--- begin SUPPLIED MATERIAL ---
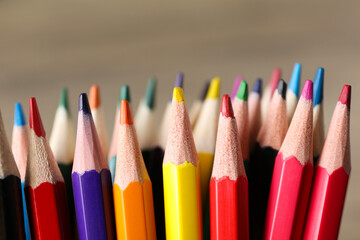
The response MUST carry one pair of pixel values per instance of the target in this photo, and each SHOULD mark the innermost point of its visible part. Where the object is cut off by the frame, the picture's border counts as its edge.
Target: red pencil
(44, 185)
(229, 204)
(332, 175)
(292, 175)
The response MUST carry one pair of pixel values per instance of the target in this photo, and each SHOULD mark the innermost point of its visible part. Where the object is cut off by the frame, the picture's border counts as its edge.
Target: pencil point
(294, 84)
(150, 93)
(214, 88)
(64, 99)
(178, 94)
(318, 86)
(179, 80)
(19, 117)
(242, 93)
(275, 78)
(205, 90)
(94, 97)
(35, 122)
(226, 107)
(307, 92)
(84, 104)
(236, 86)
(345, 96)
(282, 87)
(258, 86)
(125, 113)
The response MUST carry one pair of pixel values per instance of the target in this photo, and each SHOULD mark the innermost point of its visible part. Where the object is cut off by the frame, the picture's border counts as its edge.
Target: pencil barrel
(183, 219)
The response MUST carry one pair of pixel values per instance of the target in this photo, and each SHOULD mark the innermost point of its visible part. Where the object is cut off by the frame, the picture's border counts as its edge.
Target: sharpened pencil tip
(236, 86)
(307, 92)
(226, 107)
(84, 104)
(125, 113)
(179, 80)
(178, 94)
(318, 86)
(205, 90)
(275, 78)
(19, 117)
(294, 84)
(64, 99)
(258, 86)
(214, 88)
(282, 87)
(242, 93)
(35, 122)
(150, 93)
(94, 97)
(345, 96)
(125, 93)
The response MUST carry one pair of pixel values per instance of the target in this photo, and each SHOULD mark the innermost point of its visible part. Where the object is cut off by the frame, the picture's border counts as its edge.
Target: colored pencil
(62, 143)
(124, 94)
(197, 105)
(20, 146)
(229, 202)
(269, 91)
(156, 172)
(332, 175)
(145, 121)
(292, 175)
(240, 106)
(165, 122)
(318, 111)
(268, 143)
(293, 91)
(133, 197)
(145, 125)
(11, 206)
(45, 188)
(91, 180)
(236, 86)
(98, 116)
(205, 138)
(182, 193)
(254, 103)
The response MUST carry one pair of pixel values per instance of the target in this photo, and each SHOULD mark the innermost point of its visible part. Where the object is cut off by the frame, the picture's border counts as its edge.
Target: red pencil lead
(94, 97)
(345, 96)
(35, 122)
(226, 107)
(307, 92)
(125, 113)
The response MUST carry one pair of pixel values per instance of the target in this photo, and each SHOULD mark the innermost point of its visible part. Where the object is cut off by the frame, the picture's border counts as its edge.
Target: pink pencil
(292, 175)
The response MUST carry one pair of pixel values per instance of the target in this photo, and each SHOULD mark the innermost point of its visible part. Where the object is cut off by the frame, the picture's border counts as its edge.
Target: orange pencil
(133, 199)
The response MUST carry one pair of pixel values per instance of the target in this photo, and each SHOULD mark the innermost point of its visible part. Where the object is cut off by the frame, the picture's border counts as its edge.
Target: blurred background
(47, 45)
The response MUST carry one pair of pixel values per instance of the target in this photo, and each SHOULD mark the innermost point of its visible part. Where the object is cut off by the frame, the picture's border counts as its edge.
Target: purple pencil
(92, 185)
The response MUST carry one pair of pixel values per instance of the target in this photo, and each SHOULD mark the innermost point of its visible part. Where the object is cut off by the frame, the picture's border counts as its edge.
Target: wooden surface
(47, 45)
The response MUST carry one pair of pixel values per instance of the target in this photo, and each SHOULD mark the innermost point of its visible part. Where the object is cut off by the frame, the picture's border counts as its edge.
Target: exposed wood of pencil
--- end SUPPLIED MATERIAL ---
Each entry gets copied exactly; the pictures stay out.

The response MUST carry one pair of pixel values per instance of the target in this photo, and each SHOULD mark the innermost point of its visible part. Where the object is cut off by the frame, the picture's border counts as its edge.
Target: red pencil
(44, 185)
(229, 204)
(332, 175)
(292, 175)
The response MUST carry one pair of pixel values per instance of the target in this photo, and each SHOULD mark the innermost point of its visible part. Where the object is cut off by the frame, the picture's border counts as its edge.
Target: pencil point
(294, 84)
(150, 93)
(214, 88)
(64, 99)
(178, 94)
(318, 86)
(179, 80)
(19, 117)
(242, 93)
(275, 78)
(205, 90)
(94, 97)
(35, 122)
(226, 107)
(307, 92)
(84, 104)
(236, 86)
(345, 96)
(282, 87)
(258, 86)
(125, 113)
The response MUST carry one pair of pixel values per instance of the target in this photo, and each SHOULD mark the innermost point of its visible part. Where the object is cut off by the frame, the picture's border counts as its edge.
Target: pencil barrel
(183, 219)
The response MUST carry one pair of pixel values per instance of the target in this photo, and each SHOULD mark the innermost point of its visible part. Where the object is cut off by the frame, the picture's border counts as its edge.
Target: sharpened pencil tip
(236, 86)
(307, 92)
(226, 107)
(84, 104)
(125, 113)
(179, 80)
(178, 94)
(318, 86)
(205, 90)
(275, 78)
(19, 117)
(294, 84)
(64, 99)
(258, 86)
(214, 88)
(282, 87)
(242, 93)
(35, 122)
(150, 93)
(94, 97)
(345, 96)
(125, 93)
The response MUST carry one pair of pixel values per instance of the target in this photo, and each SHOULD mark the innermost point of its visible part. Where the object is cut off by the frame, the picture's border counts as its edge.
Target: colored pencil
(62, 143)
(124, 94)
(197, 105)
(20, 146)
(229, 202)
(269, 91)
(156, 172)
(332, 175)
(145, 121)
(292, 175)
(240, 106)
(165, 122)
(318, 111)
(268, 143)
(293, 91)
(133, 197)
(145, 125)
(11, 206)
(45, 188)
(91, 180)
(236, 86)
(98, 116)
(205, 138)
(182, 193)
(254, 103)
The response MUST carry one pair of pixel values per instance of the target in this photo, and each SHOULD mark the innermost point of its visible part. Where the object is cut off by the frame, the picture's border counts as its edge.
Target: red pencil lead
(94, 97)
(345, 96)
(35, 122)
(226, 107)
(307, 92)
(125, 113)
The response MUST carry one pair of pixel values per instance of the target in this photo, and each SHOULD mark the innermost point of its visible part. Where the object is cut off by the frame, the picture's border counts as its edge.
Target: pink pencil
(292, 175)
The response MUST carry one pair of pixel values per instance of the target in this photo, and each SHOULD mark the innermost point of its visible part. Where the object is cut off by the frame, the picture's border counts as its edge.
Target: orange pencil
(133, 199)
The response MUST carry one pair of pixel values per instance of the target in this photo, and each SHOULD mark the innermost point of its visible part. Where the object is cut off by the frame, the picture's border counts as its edge.
Target: blurred background
(47, 45)
The response MUST carry one pair of pixel values per instance of the target in this photo, and each SHOULD mark the innermost point of its visible part. Where the object is cut off by the frame, the picture's border counts as its edge.
Target: purple pencil
(92, 185)
The response MUST carry one pair of pixel values per instance of the target in this photo, and each SHOULD mark the innermost point of its visible part. Where the object is cut off by the frame, the picture's border counts as its edge.
Target: wooden surface
(47, 45)
The response MUST carry one pair of pixel values per instance of the target in this photo, and each SHOULD mark the innermost point of its visible part. Where the object is cut off by the frame, the picture's border counts as its edge.
Target: exposed wood of pencil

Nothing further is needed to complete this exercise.